Otis Campbell is the fictional "town drunk" in Mayberry on the American TV sitcom The Andy Griffith Show. Otis was played by Hal Smith and made frequent appearances on the show from 1960 to 1967 but stopped appearing toward the end of the series because of concerns raised by the sponsors over the portrayal of excessive drinking.
Otis works as a glue dipper in a furniture factory Monday through Friday and drinks all weekend. After a binge, Otis will usually lock himself in the town jail until he is sober. He has a key to the front door of the courthouse and the cell keys are hung on a nail near the cells (presumably, to accommodate Otis). The lack of crime in Mayberry and the laid-back attitude of the Sheriff's department, easily accommodates Otis's drinking habit. On one occasion Otis brings a suit to the jail on Friday before his binge so that he can change into the suit for church on Sunday without going home first. Otis often lets himself in jail on the same day that a dignitary or a superior of Sheriff Andy Taylor is arriving at the courthouse, much to the chagrin of the sheriff or Deputy Barney Fife, played by Don Knotts.
In the episode "The Case of the Punch in the Nose", it is revealed that Otis was first arrested for drunkenness on September 23, 1941, at 2 p.m. but was released because it was "his first offense."

▶ _Material shown_:
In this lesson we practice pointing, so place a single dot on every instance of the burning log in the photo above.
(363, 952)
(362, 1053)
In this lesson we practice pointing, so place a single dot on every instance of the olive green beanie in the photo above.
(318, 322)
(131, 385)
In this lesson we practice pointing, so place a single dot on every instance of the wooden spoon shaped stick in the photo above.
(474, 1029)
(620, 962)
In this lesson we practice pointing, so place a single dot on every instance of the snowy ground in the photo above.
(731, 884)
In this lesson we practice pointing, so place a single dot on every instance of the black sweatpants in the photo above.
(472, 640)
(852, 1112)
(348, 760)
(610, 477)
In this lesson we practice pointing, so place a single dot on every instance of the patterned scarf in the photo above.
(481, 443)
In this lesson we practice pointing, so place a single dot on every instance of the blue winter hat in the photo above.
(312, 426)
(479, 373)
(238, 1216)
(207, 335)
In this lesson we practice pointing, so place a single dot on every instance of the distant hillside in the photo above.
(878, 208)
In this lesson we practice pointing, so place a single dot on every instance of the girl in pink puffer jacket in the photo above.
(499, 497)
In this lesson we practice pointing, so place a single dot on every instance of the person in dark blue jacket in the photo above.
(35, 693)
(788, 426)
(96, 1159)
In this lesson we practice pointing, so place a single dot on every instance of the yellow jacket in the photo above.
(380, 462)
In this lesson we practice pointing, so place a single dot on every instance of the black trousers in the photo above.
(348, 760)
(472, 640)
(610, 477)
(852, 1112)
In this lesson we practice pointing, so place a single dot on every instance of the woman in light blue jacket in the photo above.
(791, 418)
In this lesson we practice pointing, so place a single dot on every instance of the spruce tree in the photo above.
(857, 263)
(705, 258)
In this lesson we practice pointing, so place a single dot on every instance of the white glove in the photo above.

▶ _Exercise tasks_:
**A.** In the Otis Campbell text, what job does Otis hold from Monday through Friday?
**B.** Quote the Otis Campbell text, beginning at the words "Otis works as" and stopping after the words "by Don Knotts.".
The records are separate material from the Otis Campbell text.

▶ _List of answers_:
**A.** He works as a glue dipper in a furniture factory.

**B.**
Otis works as a glue dipper in a furniture factory Monday through Friday and drinks all weekend. After a binge, Otis will usually lock himself in the town jail until he is sober. He has a key to the front door of the courthouse and the cell keys are hung on a nail near the cells (presumably, to accommodate Otis). The lack of crime in Mayberry and the laid-back attitude of the Sheriff's department, easily accommodates Otis's drinking habit. On one occasion Otis brings a suit to the jail on Friday before his binge so that he can change into the suit for church on Sunday without going home first. Otis often lets himself in jail on the same day that a dignitary or a superior of Sheriff Andy Taylor is arriving at the courthouse, much to the chagrin of the sheriff or Deputy Barney Fife, played by Don Knotts.